● **What this task involves**: Below are records to retype exactly, except for the pictures.

● **Extracted entries**:

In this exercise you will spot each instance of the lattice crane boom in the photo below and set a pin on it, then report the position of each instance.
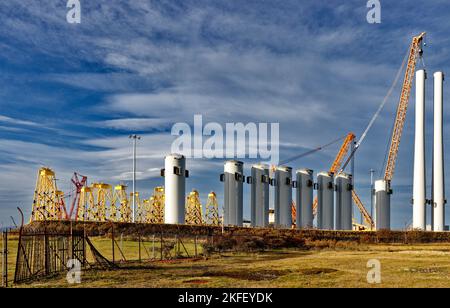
(414, 52)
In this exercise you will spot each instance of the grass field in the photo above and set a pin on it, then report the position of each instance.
(425, 265)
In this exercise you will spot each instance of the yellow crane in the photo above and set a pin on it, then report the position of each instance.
(194, 214)
(48, 201)
(335, 166)
(415, 51)
(212, 210)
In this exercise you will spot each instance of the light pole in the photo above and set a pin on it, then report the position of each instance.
(135, 138)
(371, 192)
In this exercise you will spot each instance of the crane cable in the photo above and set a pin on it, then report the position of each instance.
(377, 113)
(311, 151)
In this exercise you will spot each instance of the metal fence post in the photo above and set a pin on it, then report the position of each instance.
(161, 246)
(139, 239)
(46, 251)
(153, 247)
(5, 260)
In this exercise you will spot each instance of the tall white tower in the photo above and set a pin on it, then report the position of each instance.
(419, 183)
(175, 174)
(438, 156)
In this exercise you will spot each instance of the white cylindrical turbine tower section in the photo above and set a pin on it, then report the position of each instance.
(344, 189)
(234, 178)
(383, 205)
(438, 156)
(419, 182)
(283, 197)
(304, 198)
(325, 198)
(175, 187)
(259, 182)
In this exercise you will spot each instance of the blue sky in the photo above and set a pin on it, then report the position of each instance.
(72, 93)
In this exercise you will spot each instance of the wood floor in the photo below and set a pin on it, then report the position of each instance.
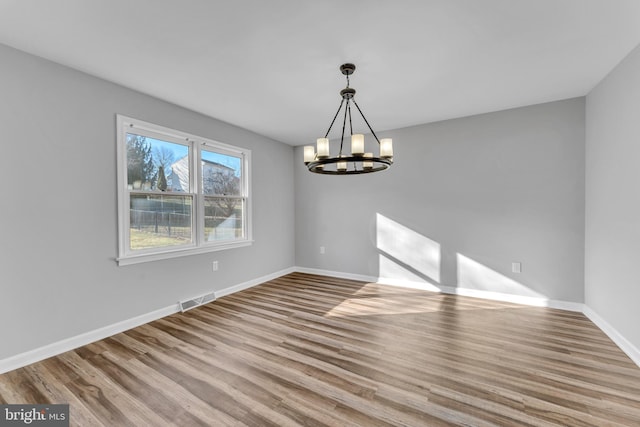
(315, 351)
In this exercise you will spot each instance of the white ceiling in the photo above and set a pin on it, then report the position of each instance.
(271, 66)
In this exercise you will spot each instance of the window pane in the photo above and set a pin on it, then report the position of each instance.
(156, 165)
(158, 221)
(221, 174)
(223, 218)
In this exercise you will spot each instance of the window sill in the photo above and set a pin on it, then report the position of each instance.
(137, 259)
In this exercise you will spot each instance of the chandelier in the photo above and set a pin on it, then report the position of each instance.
(359, 161)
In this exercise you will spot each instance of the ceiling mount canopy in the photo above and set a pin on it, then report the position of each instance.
(318, 159)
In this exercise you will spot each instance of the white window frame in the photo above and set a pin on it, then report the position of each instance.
(198, 244)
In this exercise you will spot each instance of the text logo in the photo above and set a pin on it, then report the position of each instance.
(34, 415)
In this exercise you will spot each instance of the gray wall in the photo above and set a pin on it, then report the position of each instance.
(465, 199)
(612, 246)
(58, 277)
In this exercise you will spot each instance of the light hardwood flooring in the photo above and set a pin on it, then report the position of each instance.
(315, 351)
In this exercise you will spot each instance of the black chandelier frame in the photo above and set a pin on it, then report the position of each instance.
(355, 163)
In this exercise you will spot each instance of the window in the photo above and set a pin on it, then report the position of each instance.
(178, 194)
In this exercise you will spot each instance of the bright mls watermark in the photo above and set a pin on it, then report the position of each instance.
(34, 415)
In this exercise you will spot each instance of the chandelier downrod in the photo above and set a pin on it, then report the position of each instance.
(359, 161)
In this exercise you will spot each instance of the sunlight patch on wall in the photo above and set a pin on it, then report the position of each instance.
(406, 252)
(473, 275)
(393, 273)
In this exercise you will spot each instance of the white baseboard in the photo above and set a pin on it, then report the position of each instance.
(251, 283)
(497, 296)
(59, 347)
(632, 351)
(50, 350)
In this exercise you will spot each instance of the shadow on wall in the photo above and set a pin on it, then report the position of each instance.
(407, 258)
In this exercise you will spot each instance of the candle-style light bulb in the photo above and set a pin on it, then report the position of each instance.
(323, 147)
(357, 144)
(386, 147)
(309, 153)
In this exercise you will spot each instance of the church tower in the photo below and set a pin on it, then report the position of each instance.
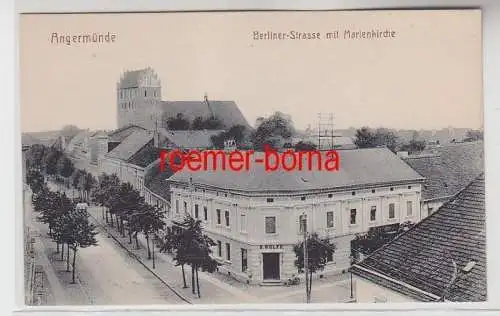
(138, 96)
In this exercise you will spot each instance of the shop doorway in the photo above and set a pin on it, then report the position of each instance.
(271, 262)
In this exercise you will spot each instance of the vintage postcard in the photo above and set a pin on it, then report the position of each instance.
(253, 157)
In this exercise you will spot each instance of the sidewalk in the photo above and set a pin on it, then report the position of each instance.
(212, 291)
(217, 288)
(62, 291)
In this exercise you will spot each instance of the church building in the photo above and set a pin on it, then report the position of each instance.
(139, 102)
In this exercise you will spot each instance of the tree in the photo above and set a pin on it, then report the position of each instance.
(195, 248)
(152, 222)
(83, 234)
(35, 157)
(368, 138)
(51, 160)
(414, 146)
(304, 146)
(318, 251)
(123, 202)
(65, 167)
(212, 123)
(198, 123)
(177, 123)
(272, 130)
(88, 183)
(35, 180)
(75, 180)
(236, 133)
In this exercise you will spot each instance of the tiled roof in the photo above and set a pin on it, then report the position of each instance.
(120, 134)
(226, 111)
(423, 256)
(156, 180)
(358, 167)
(145, 156)
(449, 169)
(131, 145)
(191, 138)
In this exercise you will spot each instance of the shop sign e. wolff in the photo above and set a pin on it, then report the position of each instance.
(271, 246)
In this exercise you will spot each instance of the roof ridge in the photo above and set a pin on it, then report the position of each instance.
(425, 219)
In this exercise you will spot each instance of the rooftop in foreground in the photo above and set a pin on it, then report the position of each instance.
(419, 263)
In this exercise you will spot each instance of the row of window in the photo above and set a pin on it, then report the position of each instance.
(270, 221)
(133, 93)
(244, 255)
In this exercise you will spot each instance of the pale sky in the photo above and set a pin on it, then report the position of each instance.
(429, 76)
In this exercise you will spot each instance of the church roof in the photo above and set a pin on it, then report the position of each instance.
(419, 263)
(131, 145)
(190, 139)
(358, 168)
(120, 134)
(226, 111)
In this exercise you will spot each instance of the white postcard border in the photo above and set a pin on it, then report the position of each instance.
(11, 195)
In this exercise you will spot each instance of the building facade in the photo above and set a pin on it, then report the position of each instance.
(139, 102)
(256, 234)
(256, 227)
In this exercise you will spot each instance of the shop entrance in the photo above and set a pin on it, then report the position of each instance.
(271, 263)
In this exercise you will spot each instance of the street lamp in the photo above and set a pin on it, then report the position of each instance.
(154, 244)
(306, 259)
(352, 261)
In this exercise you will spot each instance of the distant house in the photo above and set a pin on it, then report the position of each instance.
(191, 139)
(441, 258)
(447, 169)
(78, 146)
(123, 159)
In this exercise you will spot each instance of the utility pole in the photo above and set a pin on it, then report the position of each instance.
(306, 258)
(154, 244)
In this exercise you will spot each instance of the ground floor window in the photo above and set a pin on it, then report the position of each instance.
(244, 260)
(271, 265)
(228, 252)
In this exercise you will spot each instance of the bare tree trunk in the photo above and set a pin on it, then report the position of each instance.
(193, 284)
(122, 228)
(147, 243)
(198, 283)
(74, 264)
(183, 276)
(67, 259)
(310, 284)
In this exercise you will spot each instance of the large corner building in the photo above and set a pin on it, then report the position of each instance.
(253, 216)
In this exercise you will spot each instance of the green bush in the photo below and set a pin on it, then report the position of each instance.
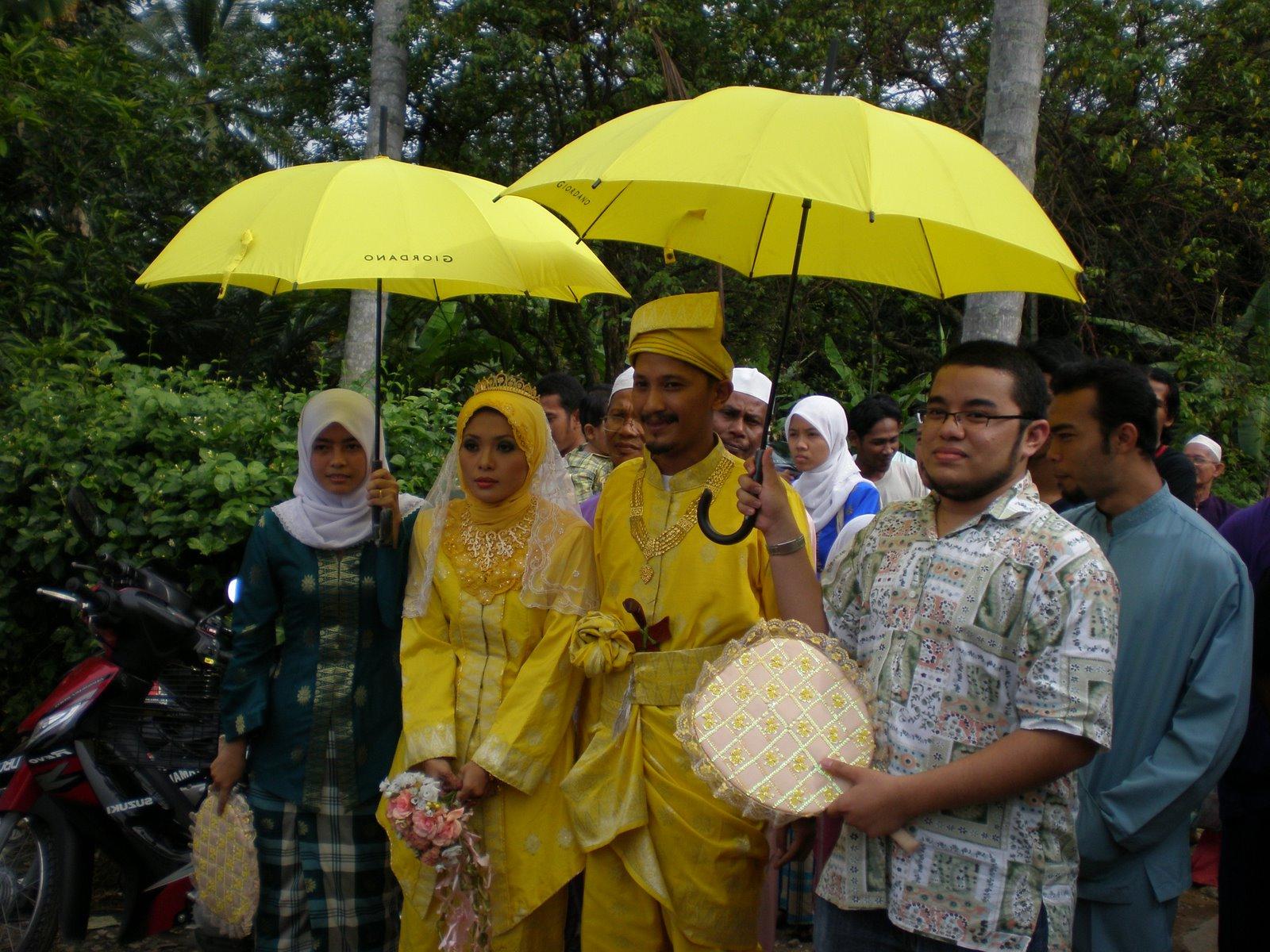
(179, 463)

● **Answer to the exercise**:
In this exercise you will spot each instance of the lattice crane boom in the photo below and set a pin on it, then report the position of each instance.
(414, 52)
In this exercise you will spot each instance of the grass field in the photo above and set a pin on it, then report the position of each instance.
(425, 265)
In this exercise you will spot each instance of the yellow crane in the photo above and set a pin on it, then report the position of each instance.
(194, 214)
(48, 201)
(335, 166)
(415, 51)
(212, 210)
In this exercise you will spot each instance of the light pole in the photo above and set a pin on it, then report the position of each instance.
(135, 138)
(371, 192)
In this exercise you will spot each instance of the crane cable in the photo above and set a pin on it, then report the position of each instance.
(377, 113)
(311, 151)
In this exercise you will spot each instance of the metal fence post in the photo above and set a pin on it, then report the position of each instance.
(161, 246)
(139, 239)
(46, 251)
(153, 247)
(5, 260)
In this exercise you will spot each instance of the tall white tower in the photo above and set a pin on it, then report the position of each instance.
(419, 183)
(175, 174)
(438, 156)
In this exercise you will spot each instance of the white cylindrical turbine tower section in the photo above and set a pin on it, then report the position of each instance.
(344, 189)
(234, 178)
(383, 205)
(438, 156)
(419, 182)
(283, 197)
(304, 198)
(325, 198)
(175, 187)
(259, 182)
In this exercise you will spot each instance of the blue sky in the photo above and set a pin on it, then report the position of each instance.
(72, 93)
In this exercise you will spot each instance of the wood floor in the photo below and set a pin on it, then report the position of each instance.
(315, 351)
In this exercise you will spot each instance of the white ceiling in the photo above and set a pin on it, then report the position of each instance.
(271, 66)
In this exercise you will spot each instance of the window pane in the photo above and set a pin on it, then report the position of each instance.
(156, 165)
(158, 221)
(221, 174)
(223, 218)
In this exercise you will spot each instance of the window sill in the photo above and set a pin on it, then report the position of each instance.
(137, 259)
In this exercise you will spot each instance of the chandelier in the photo above and set a pin on it, then report the position of each instance.
(359, 161)
In this exercise you will spot each instance of the ceiling mount canopy in the photo above and set a pin on it, then report the position of each instance.
(318, 159)
In this exercise you will spot each instance of the white window frame in the photo above and set a pin on it, then report the position of each instance.
(198, 244)
In this exercise you will spot each instance of the text logo in the photo above and set a pin on it, then report the position of each instance.
(34, 415)
In this exercise you will spot each instance of the gray wall in the photo above and set a pin on it, then report the position of each instance.
(465, 199)
(612, 246)
(58, 277)
In this exercise you will spot each instance of the light hardwood flooring in the photo above and set a pin on it, then report the position of each instance.
(315, 351)
In this exercise you will spot each instance of the black chandelier frame in the photo above and set a pin on it, then report the position of each instance.
(355, 163)
In this exercise you will spot each instance of the window in the photo above and set a pin on it, then report the position of each instance.
(178, 194)
In this exercise you will spot each instance of the bright mls watermark in the photo above and set a pin on it, then report the position of each instance.
(34, 415)
In this exercise you will spot each instance of the chandelier downrod in the photo above and set a pin on it, then report the position of each instance.
(359, 161)
In this exercise you will spot each instance of the sunlight patch on wall in the photo above and set a pin on it, then report the position of each instance.
(406, 252)
(473, 275)
(393, 273)
In this exercise you will spot each instance of the white baseboard in the photo above and set a pin on it, then report the position of each instance.
(251, 283)
(497, 296)
(59, 347)
(632, 351)
(50, 350)
In this exercise you will spot each instance of the shadow on wall in the photo above and set a pin on it, then report the position of each instance.
(407, 258)
In this exercise you will spot each instance of the candle-style light bulb in the photo above and set a pin on it, then report the position of each instance.
(323, 147)
(357, 144)
(386, 147)
(309, 153)
In this exercise you will spot each instance of the church tower in the photo below and set a pin on it, then report the position of each instance.
(138, 96)
In this exercise you will spot each instance of the shop doorway in the photo above and set a pin on it, then report the position of each instance.
(271, 262)
In this exercise you will spot each instance of the vintage postcard in the photo above and set a pin on it, then report the position of each instance.
(253, 157)
In this exercise you will spot each instance of the sidewalk in the photo above and set a pin on it, then report the position of each instance.
(212, 291)
(217, 288)
(62, 291)
In this exercise you will spot each instance of the church building in the photo above and set a pin on it, then report the position of each instance.
(139, 102)
In this exercise you will spot each instance of the tree in the photo above and set a pin on it, then report the position of each instance.
(195, 248)
(152, 222)
(83, 234)
(35, 157)
(368, 138)
(51, 160)
(414, 146)
(304, 146)
(318, 251)
(123, 202)
(65, 167)
(212, 123)
(198, 123)
(177, 123)
(272, 130)
(88, 183)
(35, 180)
(75, 180)
(236, 133)
In this exercise you will spot each instance of the tiled roof in the photo above and set a pin on it, then report the position of each instance.
(120, 134)
(226, 111)
(423, 256)
(156, 180)
(358, 167)
(145, 156)
(449, 169)
(131, 145)
(191, 138)
In this exercise you will spot each instance of the shop sign e. wolff in the photo above and set a pin on it, then report the position of each instance.
(271, 246)
In this exercise you will spot each instance of the roof ridge in the photo above and set a pin on it, then report the position of each instance.
(425, 219)
In this exercise you will spot each instance of the rooftop in foreground in the photo above and set a pin on it, then report the position of each instance.
(419, 263)
In this exercise you will spot each instance of the row of window in the photo above and set a pin on it, then report the position of each instance.
(270, 221)
(133, 93)
(244, 255)
In this exercise you will spot each instance of the pale sky in the photo above and set a pin on it, then report the position of each instance.
(429, 76)
In this exercise you will spot each instance of the church roof in the photo above and set a pin on it, then report the position of each instance.
(419, 263)
(131, 145)
(190, 139)
(358, 168)
(120, 134)
(226, 111)
In this exercise you will spot each instance of the white postcard border in the photo above and set a pin on it, then report the position of each instance.
(11, 195)
In this exercise you will spot each instance of the building facade in the photo above and set a pin on it, then report the position of each instance.
(139, 102)
(256, 234)
(256, 227)
In this exercise you will spot each instance of the shop entrance in the photo above and set a pin on it, then report the position of each instance.
(271, 263)
In this exercise you will spot each instance of the street lamp in the photo above and set a pin on it, then report the position of each instance.
(154, 244)
(306, 259)
(352, 261)
In this exercise you will spot each instance of the distant house in the photo above and set a pin on it, then report the position of each instance.
(191, 139)
(441, 258)
(447, 169)
(78, 146)
(123, 159)
In this exercise you will spot each instance of the utility pole in the photo above and set a pin on it, then report the position of each instance.
(306, 258)
(154, 244)
In this exercise you will spot each instance of the ground floor window in the photo above and set a pin on it, then report the position of each instance.
(244, 260)
(271, 265)
(228, 252)
In this exercise you will spot each instance of the bare tree trunk in the photo above and set a pin on it, then report the position of each instance.
(193, 284)
(122, 228)
(147, 243)
(198, 283)
(74, 264)
(183, 276)
(67, 259)
(310, 284)
In this exercise you will spot each instance of the large corner building in the photo above and set a pin on it, then report the position of each instance.
(253, 216)
In this exercise you will spot each instance of the green bush in the photo below and set a pin on it, then report the position of each instance.
(179, 463)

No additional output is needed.